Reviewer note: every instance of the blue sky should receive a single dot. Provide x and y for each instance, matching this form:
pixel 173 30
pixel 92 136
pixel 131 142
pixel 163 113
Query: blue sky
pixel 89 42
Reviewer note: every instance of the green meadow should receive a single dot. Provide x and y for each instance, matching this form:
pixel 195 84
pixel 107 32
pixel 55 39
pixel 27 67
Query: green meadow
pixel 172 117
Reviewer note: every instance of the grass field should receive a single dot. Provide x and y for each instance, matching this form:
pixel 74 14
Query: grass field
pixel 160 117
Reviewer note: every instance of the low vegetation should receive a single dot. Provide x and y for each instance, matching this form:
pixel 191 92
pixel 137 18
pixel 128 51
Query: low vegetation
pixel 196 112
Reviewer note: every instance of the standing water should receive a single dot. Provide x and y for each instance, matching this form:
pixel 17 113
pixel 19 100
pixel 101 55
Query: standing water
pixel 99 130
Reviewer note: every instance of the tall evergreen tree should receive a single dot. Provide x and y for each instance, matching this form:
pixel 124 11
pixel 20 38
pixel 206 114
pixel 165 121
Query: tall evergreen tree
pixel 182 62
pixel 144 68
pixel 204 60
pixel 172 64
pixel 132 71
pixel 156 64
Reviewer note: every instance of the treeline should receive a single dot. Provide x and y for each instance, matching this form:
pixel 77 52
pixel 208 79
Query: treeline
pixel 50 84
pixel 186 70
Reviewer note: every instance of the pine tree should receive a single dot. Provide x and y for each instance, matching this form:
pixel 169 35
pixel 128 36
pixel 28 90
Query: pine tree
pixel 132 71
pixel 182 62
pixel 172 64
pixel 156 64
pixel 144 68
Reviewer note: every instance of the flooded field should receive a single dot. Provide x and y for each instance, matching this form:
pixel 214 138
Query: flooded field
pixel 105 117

::::

What you will do - Reproduce all of the data above verbatim, line for line.

Finished answer -
Reviewer note: every instance of the blue sky should receive a single dot. Provide x and y for each instance, matching this form:
pixel 173 30
pixel 92 136
pixel 131 142
pixel 163 113
Query: blue sky
pixel 89 42
Reviewer note: every instance of the green meadow should receive a single dot. Provide x and y for each instance, matching this form:
pixel 195 84
pixel 107 32
pixel 55 39
pixel 27 67
Query: green meadow
pixel 172 117
Reviewer note: every instance of the grass field should receive a single dot. Provide x and y for each instance, matching this form:
pixel 74 14
Query: grass field
pixel 160 117
Reviewer note: every instance of the low vegetation should receive a single dot. Provide x and y for each instance, matching this form:
pixel 191 92
pixel 137 18
pixel 128 51
Query: low vegetation
pixel 196 112
Reviewer note: every instance of the standing water should receive a single dot. Provide x and y for each instance, matching this form:
pixel 17 113
pixel 19 100
pixel 101 55
Query: standing water
pixel 99 130
Reviewer note: every instance of the tall evergreen tree should receive a single dot. Provide x and y for each instance, matching this form:
pixel 124 11
pixel 20 38
pixel 206 114
pixel 165 121
Query: tall evergreen tree
pixel 182 62
pixel 144 68
pixel 204 60
pixel 172 64
pixel 132 71
pixel 156 64
Reviewer note: every instance of the treeline should receive a single dot. Provide x and y for each instance, matching this form:
pixel 77 52
pixel 208 79
Query: treeline
pixel 50 84
pixel 186 70
Reviewer note: every instance of the pine tree should receive a single dot. Provide x and y for each instance, matching this form:
pixel 169 35
pixel 128 36
pixel 28 90
Query: pine tree
pixel 132 71
pixel 182 62
pixel 172 64
pixel 156 64
pixel 144 68
Reviewer note: every instance of the flooded field should receive a single dot. Provide x and y for each instance, matching this form:
pixel 214 138
Query: flooded field
pixel 105 117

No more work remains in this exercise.